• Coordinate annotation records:
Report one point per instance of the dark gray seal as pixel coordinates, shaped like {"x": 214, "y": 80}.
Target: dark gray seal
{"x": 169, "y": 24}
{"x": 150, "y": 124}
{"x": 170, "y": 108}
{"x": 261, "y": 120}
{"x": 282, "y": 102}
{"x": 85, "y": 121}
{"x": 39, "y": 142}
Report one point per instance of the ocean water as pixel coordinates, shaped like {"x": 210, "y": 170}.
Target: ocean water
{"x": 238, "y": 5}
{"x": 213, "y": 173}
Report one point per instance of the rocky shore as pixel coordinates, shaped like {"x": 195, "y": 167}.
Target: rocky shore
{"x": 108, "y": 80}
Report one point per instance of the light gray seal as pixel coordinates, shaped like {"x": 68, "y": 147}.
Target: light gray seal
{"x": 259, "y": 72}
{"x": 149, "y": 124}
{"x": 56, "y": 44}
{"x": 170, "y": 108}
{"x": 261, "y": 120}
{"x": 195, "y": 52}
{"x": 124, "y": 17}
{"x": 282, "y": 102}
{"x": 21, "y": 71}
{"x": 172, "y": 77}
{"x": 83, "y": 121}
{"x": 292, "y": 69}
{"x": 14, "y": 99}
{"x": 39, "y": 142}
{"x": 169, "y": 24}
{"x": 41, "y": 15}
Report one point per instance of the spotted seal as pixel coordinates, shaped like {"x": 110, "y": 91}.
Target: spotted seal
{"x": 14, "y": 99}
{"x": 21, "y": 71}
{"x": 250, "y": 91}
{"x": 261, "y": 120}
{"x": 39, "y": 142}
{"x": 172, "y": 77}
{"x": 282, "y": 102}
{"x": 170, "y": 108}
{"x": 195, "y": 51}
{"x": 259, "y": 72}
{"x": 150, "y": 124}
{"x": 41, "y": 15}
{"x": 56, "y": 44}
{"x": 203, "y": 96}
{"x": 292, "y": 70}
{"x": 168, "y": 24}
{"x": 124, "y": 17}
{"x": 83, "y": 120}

• DO THIS: Print all of the entries above again, word for word and unchanged.

• TASK OUTPUT:
Report one point per instance of the dark gray seal as pixel coordinates, shaped like {"x": 214, "y": 80}.
Target: dark gray seal
{"x": 169, "y": 24}
{"x": 150, "y": 124}
{"x": 170, "y": 108}
{"x": 261, "y": 120}
{"x": 282, "y": 102}
{"x": 85, "y": 121}
{"x": 39, "y": 142}
Report one point per instance of the ocean water as pixel coordinates, shaped like {"x": 210, "y": 170}.
Target: ocean water
{"x": 238, "y": 5}
{"x": 213, "y": 173}
Report one point per instance of the rocky shore as pixel coordinates, shaped like {"x": 195, "y": 167}.
Target: rocky shore
{"x": 108, "y": 80}
Report one point per instance of the light gray seal as pixel coordinates, shaped like {"x": 68, "y": 147}.
Target: light gray seal
{"x": 259, "y": 72}
{"x": 149, "y": 124}
{"x": 56, "y": 44}
{"x": 170, "y": 108}
{"x": 261, "y": 120}
{"x": 195, "y": 52}
{"x": 124, "y": 17}
{"x": 282, "y": 102}
{"x": 21, "y": 71}
{"x": 172, "y": 77}
{"x": 83, "y": 121}
{"x": 292, "y": 69}
{"x": 14, "y": 99}
{"x": 39, "y": 142}
{"x": 169, "y": 24}
{"x": 41, "y": 15}
Report one point per instance of the spotted seal as pixel coordinates, shaped like {"x": 110, "y": 91}.
Target: spotted seal
{"x": 14, "y": 99}
{"x": 21, "y": 71}
{"x": 250, "y": 91}
{"x": 261, "y": 120}
{"x": 39, "y": 142}
{"x": 172, "y": 77}
{"x": 282, "y": 102}
{"x": 170, "y": 108}
{"x": 195, "y": 51}
{"x": 259, "y": 72}
{"x": 150, "y": 124}
{"x": 41, "y": 15}
{"x": 56, "y": 44}
{"x": 203, "y": 96}
{"x": 292, "y": 70}
{"x": 168, "y": 24}
{"x": 124, "y": 17}
{"x": 83, "y": 120}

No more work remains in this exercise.